Data rows —
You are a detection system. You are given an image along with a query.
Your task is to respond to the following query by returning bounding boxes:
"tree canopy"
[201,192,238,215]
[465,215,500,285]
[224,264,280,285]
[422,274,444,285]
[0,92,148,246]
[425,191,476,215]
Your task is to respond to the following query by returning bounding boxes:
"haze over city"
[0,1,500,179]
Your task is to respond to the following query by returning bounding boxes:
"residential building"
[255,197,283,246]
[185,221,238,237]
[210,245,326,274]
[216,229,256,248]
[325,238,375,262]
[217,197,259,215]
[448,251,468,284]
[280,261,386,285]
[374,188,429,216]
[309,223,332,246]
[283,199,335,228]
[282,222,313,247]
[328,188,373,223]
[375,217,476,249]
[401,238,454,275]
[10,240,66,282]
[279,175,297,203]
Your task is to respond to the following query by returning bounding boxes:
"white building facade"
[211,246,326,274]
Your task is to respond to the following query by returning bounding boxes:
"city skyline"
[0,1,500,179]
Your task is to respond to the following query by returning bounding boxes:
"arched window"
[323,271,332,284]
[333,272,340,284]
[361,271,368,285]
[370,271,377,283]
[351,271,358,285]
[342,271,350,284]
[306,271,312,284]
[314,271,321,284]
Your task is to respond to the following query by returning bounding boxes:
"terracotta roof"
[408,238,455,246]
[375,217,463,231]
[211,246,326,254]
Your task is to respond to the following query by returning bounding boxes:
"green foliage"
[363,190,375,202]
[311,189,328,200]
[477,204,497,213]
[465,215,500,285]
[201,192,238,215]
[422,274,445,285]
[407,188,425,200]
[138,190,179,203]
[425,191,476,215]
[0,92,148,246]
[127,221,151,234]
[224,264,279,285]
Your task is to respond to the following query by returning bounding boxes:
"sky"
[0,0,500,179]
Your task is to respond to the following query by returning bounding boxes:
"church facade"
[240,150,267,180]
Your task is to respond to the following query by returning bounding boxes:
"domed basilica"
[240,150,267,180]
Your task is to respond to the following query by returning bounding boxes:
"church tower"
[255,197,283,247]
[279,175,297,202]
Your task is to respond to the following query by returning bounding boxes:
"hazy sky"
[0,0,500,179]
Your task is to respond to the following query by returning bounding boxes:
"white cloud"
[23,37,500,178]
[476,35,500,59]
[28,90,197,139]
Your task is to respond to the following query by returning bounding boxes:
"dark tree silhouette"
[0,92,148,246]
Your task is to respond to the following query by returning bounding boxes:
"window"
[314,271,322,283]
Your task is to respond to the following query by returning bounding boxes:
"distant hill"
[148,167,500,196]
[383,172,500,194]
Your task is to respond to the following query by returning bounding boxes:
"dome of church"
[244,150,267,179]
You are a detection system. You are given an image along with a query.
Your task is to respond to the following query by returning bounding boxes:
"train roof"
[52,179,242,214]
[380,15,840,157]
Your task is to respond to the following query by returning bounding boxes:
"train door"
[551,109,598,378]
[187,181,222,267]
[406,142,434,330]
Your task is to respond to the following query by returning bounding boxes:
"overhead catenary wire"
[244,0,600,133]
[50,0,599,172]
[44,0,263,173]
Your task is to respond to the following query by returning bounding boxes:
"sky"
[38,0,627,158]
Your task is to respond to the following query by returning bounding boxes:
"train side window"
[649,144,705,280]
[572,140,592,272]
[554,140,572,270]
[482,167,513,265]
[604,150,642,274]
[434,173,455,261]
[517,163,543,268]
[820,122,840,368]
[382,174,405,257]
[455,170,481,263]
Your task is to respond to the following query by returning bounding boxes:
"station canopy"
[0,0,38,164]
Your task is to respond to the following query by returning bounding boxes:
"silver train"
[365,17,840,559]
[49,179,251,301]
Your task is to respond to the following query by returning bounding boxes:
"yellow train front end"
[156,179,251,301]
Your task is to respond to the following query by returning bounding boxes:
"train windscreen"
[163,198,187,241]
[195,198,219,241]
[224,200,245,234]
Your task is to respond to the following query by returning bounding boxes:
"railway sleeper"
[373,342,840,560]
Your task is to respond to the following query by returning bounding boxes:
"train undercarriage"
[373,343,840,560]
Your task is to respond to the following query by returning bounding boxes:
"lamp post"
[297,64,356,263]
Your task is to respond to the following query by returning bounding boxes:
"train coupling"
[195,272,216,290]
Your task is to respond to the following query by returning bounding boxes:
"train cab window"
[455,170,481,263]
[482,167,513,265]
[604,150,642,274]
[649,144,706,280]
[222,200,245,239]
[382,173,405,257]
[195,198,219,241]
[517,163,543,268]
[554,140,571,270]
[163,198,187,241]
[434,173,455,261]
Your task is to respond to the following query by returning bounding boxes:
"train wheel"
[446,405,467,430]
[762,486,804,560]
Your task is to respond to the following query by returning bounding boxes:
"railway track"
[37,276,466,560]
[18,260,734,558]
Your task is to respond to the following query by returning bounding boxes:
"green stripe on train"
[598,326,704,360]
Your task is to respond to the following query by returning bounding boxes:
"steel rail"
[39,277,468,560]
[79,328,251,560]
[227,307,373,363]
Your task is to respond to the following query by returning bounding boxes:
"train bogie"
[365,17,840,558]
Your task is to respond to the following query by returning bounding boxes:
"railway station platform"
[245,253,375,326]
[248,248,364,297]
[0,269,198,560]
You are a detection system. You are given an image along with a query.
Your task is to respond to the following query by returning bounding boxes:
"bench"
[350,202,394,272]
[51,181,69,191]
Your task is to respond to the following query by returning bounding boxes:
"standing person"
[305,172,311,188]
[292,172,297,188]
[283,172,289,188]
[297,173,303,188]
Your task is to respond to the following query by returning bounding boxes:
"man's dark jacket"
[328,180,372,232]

Written task —
Copy the items word for word, starting at their very first line and ending with the line that contains "[314,271,321,284]".

Expected output —
You are a detection system. You are given an image along with a query.
Your task is to respond to the following query by returning bounding boxes:
"tree canopy"
[201,192,238,215]
[465,215,500,285]
[224,264,280,285]
[422,274,444,285]
[0,92,148,246]
[425,191,476,215]
Your task is to respond to the following query by returning bounding boxes:
"haze over city"
[0,1,500,179]
Your task is to respond to the following query by returning bounding boxes:
"residential building"
[255,197,283,246]
[185,221,238,237]
[210,245,326,274]
[216,229,256,248]
[325,238,375,262]
[217,197,259,215]
[448,251,468,284]
[280,261,386,285]
[374,188,429,216]
[309,223,332,246]
[283,199,335,228]
[282,222,313,247]
[328,188,373,223]
[375,217,476,249]
[401,238,454,275]
[10,240,66,282]
[279,175,297,203]
Your task is to respond to the following query by returning bounding boxes:
"white building facade"
[211,246,326,274]
Your task is to respond to the following query by returning bounding boxes:
"city skyline"
[0,1,500,179]
Your task is to respond to the following query by returning bounding boxes:
"arched window"
[323,271,332,284]
[333,272,340,284]
[361,271,368,285]
[370,271,377,283]
[351,271,358,285]
[342,271,350,284]
[306,271,312,284]
[314,271,321,284]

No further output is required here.